**THE REQUEST**: Find each line in the material below that contains the word "thumb" and copy those lines.
□ □ □
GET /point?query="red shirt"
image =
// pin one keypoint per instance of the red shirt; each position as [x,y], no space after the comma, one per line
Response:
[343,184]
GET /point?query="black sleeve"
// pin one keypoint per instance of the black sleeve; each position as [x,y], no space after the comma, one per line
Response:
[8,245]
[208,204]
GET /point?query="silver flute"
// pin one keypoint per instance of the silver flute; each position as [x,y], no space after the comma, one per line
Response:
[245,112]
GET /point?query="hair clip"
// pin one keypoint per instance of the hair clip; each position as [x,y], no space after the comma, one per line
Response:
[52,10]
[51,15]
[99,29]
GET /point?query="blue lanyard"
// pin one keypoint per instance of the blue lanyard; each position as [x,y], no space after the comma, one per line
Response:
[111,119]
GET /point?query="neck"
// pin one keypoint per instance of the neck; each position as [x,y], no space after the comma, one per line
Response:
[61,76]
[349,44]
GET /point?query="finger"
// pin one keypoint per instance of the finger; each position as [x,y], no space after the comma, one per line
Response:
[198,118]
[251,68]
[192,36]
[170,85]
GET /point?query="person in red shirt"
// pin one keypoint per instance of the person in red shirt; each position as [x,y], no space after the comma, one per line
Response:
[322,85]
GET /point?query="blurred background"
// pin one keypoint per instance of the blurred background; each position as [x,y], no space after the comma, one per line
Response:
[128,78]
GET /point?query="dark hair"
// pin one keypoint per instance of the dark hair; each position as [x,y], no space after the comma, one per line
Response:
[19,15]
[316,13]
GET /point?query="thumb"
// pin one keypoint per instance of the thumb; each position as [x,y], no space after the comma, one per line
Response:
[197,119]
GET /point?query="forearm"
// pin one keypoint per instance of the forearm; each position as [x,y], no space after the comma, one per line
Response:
□ □ □
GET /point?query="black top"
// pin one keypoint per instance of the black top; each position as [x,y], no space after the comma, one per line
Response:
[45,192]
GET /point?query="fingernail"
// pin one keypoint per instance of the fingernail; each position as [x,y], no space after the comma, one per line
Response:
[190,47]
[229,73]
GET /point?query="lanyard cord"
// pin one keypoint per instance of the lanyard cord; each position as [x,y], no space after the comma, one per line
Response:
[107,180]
□ □ □
**RESULT OF THIS TASK**:
GET /point?query="thumb"
// pin one keypoint per instance of the thumb; each position as [x,y], no space after the comma, one per line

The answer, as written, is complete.